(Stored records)
________________

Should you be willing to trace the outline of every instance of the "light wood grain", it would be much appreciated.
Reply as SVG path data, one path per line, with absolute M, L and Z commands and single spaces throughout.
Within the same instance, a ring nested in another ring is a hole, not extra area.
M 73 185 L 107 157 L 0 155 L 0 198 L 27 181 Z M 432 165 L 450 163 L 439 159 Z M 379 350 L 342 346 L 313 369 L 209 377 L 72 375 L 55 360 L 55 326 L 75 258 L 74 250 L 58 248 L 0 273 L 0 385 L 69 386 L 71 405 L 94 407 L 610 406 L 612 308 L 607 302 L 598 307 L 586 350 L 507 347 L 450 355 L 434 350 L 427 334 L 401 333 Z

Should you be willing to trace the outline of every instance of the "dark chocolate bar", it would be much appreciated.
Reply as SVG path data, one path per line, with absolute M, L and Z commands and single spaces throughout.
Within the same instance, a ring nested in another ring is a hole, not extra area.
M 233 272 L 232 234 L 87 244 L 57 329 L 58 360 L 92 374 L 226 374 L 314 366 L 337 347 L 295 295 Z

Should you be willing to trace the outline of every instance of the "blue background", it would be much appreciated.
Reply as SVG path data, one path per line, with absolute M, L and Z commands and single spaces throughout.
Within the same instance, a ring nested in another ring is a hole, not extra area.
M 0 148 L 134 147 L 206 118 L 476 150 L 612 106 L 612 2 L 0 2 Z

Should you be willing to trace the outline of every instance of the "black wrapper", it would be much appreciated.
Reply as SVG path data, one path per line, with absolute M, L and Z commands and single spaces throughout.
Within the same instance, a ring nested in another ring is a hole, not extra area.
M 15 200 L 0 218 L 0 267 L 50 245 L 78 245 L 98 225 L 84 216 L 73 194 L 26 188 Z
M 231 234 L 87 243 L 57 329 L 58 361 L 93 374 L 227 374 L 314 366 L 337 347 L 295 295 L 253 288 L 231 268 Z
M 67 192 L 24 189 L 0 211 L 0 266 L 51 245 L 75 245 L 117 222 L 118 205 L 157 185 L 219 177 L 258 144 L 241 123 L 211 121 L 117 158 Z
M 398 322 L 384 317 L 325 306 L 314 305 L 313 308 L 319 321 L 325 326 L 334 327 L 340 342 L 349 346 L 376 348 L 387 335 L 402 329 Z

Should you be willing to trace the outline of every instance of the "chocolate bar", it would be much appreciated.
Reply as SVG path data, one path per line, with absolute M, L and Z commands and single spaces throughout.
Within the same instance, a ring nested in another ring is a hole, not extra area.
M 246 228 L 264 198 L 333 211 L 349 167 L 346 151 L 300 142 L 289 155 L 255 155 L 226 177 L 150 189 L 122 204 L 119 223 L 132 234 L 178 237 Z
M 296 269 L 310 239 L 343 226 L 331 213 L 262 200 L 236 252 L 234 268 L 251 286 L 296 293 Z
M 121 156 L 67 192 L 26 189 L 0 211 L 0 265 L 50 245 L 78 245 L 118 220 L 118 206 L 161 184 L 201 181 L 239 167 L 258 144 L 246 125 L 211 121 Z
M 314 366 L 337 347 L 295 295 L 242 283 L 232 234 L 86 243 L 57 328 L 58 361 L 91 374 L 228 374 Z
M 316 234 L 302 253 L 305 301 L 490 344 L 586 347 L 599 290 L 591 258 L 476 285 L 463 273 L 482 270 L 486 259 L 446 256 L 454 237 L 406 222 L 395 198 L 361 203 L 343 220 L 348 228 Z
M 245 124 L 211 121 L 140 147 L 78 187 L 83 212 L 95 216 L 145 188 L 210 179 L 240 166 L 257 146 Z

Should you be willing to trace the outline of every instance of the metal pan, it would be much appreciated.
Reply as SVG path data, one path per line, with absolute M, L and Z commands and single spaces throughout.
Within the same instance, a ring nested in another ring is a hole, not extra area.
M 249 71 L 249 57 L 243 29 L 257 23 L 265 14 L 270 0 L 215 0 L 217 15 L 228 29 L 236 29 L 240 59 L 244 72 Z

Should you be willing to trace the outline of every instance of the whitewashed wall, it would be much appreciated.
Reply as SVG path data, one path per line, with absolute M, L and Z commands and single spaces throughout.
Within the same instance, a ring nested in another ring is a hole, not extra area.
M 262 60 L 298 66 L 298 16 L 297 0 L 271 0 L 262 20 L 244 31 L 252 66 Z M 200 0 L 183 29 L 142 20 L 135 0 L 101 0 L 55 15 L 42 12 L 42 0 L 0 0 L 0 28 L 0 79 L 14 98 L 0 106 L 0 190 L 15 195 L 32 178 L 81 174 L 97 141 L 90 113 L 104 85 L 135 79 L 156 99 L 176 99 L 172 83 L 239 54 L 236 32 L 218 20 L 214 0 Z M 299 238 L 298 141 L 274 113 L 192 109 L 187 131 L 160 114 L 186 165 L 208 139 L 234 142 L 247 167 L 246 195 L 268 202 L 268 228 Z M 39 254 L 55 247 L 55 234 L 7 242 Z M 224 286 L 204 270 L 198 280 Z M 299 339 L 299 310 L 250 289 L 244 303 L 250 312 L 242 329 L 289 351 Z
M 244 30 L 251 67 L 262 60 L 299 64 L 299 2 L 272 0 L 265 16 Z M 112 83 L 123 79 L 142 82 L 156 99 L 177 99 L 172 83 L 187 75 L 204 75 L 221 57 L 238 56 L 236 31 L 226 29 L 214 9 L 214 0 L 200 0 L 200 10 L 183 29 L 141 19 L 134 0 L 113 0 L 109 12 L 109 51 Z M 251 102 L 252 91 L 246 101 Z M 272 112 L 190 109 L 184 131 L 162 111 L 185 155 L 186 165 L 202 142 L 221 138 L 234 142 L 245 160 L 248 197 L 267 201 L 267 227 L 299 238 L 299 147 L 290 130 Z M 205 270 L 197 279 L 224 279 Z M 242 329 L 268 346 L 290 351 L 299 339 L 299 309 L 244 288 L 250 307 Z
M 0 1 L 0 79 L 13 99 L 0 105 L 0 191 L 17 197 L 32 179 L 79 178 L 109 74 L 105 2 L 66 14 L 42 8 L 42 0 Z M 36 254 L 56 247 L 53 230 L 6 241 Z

________________

> **What is needed**: Your reply must be a faithful copy of each entry above.

> **Response below**:
Should you be willing to trace the outline of every instance of the "light wood grain", it would be much appreciated.
Reply as SVG path data, one path per line, with absolute M, L and Z commands and single spaces throughout.
Within the same instance, a ring nested in another ring is a hole, not extra area.
M 73 185 L 107 157 L 0 155 L 0 198 L 27 181 Z M 432 165 L 450 163 L 439 159 Z M 379 350 L 342 346 L 313 369 L 209 377 L 72 375 L 55 360 L 55 326 L 75 258 L 74 250 L 58 248 L 0 273 L 0 385 L 69 386 L 71 405 L 94 407 L 610 406 L 612 308 L 607 302 L 598 307 L 586 350 L 507 347 L 450 355 L 434 350 L 427 334 L 401 333 Z

Should you be willing to trace the outline of every instance of the "dark chocolate bar", it would be much appreciated.
Reply as SVG path data, one path per line, with absolute M, L and Z commands and single spaces throughout.
Within the same instance, a ring nested in another ring is a hole, not extra area.
M 233 272 L 232 234 L 87 244 L 57 329 L 58 360 L 92 374 L 226 374 L 314 366 L 337 347 L 295 295 Z

Should you be willing to trace the outline of every instance of the "blue background", it would be much appreciated.
Reply as SVG path data, one path per line, with absolute M, L and Z commands and single spaces throughout.
Within the same instance, a ring nested in another ring is a hole, not extra area.
M 0 148 L 134 147 L 206 118 L 476 150 L 612 106 L 612 2 L 0 2 Z

Should you be willing to trace the outline of every instance of the "black wrapper", it would be much appreciated.
Reply as SVG path data, one path per line, with absolute M, L and Z commands and single spaces throughout.
Within the same instance, a ring nested in another ring is a hole, not extra area.
M 15 200 L 0 218 L 0 267 L 50 245 L 78 245 L 98 225 L 84 216 L 73 194 L 26 188 Z
M 231 234 L 87 243 L 57 329 L 58 361 L 93 374 L 227 374 L 314 366 L 337 347 L 295 295 L 253 288 L 231 268 Z
M 67 192 L 24 189 L 0 211 L 0 266 L 51 245 L 75 245 L 117 222 L 118 205 L 157 185 L 219 177 L 258 144 L 241 123 L 211 121 L 117 158 Z
M 398 322 L 384 317 L 325 306 L 314 305 L 313 308 L 319 321 L 325 326 L 334 327 L 340 342 L 349 346 L 376 348 L 387 335 L 402 329 Z

Should you be willing to trace the outline of every instance of the "chocolate bar", it would be much appreciated.
Reply as SVG path data, one path per line, with absolute M, L and Z commands and single spaces throughout.
Within the same instance, a ring nested in another ring is a hole, not extra area.
M 246 228 L 264 198 L 333 211 L 349 167 L 346 151 L 300 142 L 289 155 L 255 155 L 226 177 L 150 189 L 122 204 L 119 223 L 132 234 L 178 237 Z
M 296 269 L 310 239 L 343 226 L 331 213 L 262 200 L 236 252 L 234 268 L 251 286 L 296 293 Z
M 121 156 L 67 192 L 26 189 L 0 211 L 0 265 L 50 245 L 78 245 L 118 220 L 118 206 L 161 184 L 201 181 L 239 167 L 258 144 L 246 125 L 211 121 Z
M 314 366 L 337 347 L 295 295 L 242 283 L 232 234 L 86 243 L 57 328 L 58 361 L 91 374 L 228 374 Z
M 316 234 L 302 253 L 305 301 L 490 344 L 586 347 L 599 290 L 591 258 L 476 285 L 463 273 L 482 270 L 486 259 L 446 256 L 454 237 L 406 222 L 395 198 L 361 203 L 343 220 L 348 228 Z
M 245 124 L 211 121 L 140 147 L 78 187 L 83 212 L 95 216 L 145 188 L 210 179 L 240 166 L 257 146 Z

Should you be willing to trace the outline of every instance of the metal pan, it would be much appreciated.
Reply as SVG path data, one path per line, with absolute M, L and Z commands and single spaces throughout.
Within the same instance, a ring nested in another ring is a hole, not extra area.
M 249 71 L 249 57 L 243 29 L 257 23 L 265 14 L 270 0 L 215 0 L 217 15 L 228 29 L 236 29 L 240 59 L 244 72 Z

Should you be willing to trace the outline of every instance of the whitewashed wall, it would be much appreciated.
Reply as SVG path data, one path per line, with absolute M, L and Z commands and single spaces throughout.
Within the same instance, a ring nested in another ring is a hole, not extra area.
M 262 60 L 298 66 L 298 16 L 297 0 L 271 0 L 262 20 L 244 31 L 252 66 Z M 200 0 L 183 29 L 142 20 L 135 0 L 101 0 L 55 15 L 42 12 L 42 0 L 0 0 L 0 28 L 0 79 L 14 98 L 0 106 L 0 190 L 15 195 L 32 178 L 81 174 L 97 141 L 90 113 L 104 85 L 135 79 L 156 99 L 176 99 L 172 83 L 239 54 L 236 32 L 218 20 L 214 0 Z M 299 238 L 298 141 L 274 113 L 192 109 L 187 131 L 160 114 L 186 165 L 208 139 L 234 142 L 247 167 L 246 195 L 268 202 L 268 228 Z M 39 254 L 55 247 L 55 234 L 7 242 Z M 224 286 L 204 270 L 198 280 Z M 299 339 L 299 310 L 250 289 L 244 303 L 250 312 L 242 329 L 289 351 Z
M 244 30 L 251 67 L 262 60 L 299 64 L 299 2 L 272 0 L 265 16 Z M 112 83 L 123 79 L 142 82 L 156 99 L 177 99 L 172 83 L 187 75 L 204 75 L 221 57 L 238 56 L 236 31 L 226 29 L 214 9 L 214 0 L 200 0 L 200 10 L 183 29 L 141 19 L 134 0 L 113 0 L 109 12 L 109 51 Z M 251 102 L 252 91 L 246 101 Z M 272 112 L 190 109 L 184 131 L 162 111 L 185 155 L 186 165 L 202 142 L 221 138 L 234 142 L 245 160 L 248 197 L 267 201 L 267 227 L 299 238 L 299 147 L 290 130 Z M 205 270 L 197 279 L 224 279 Z M 242 329 L 268 346 L 290 351 L 299 339 L 299 309 L 244 288 L 250 307 Z
M 0 1 L 0 79 L 13 99 L 0 105 L 0 191 L 17 197 L 32 179 L 79 178 L 109 74 L 105 2 L 66 14 L 42 8 L 42 0 Z M 36 254 L 56 247 L 53 230 L 6 241 Z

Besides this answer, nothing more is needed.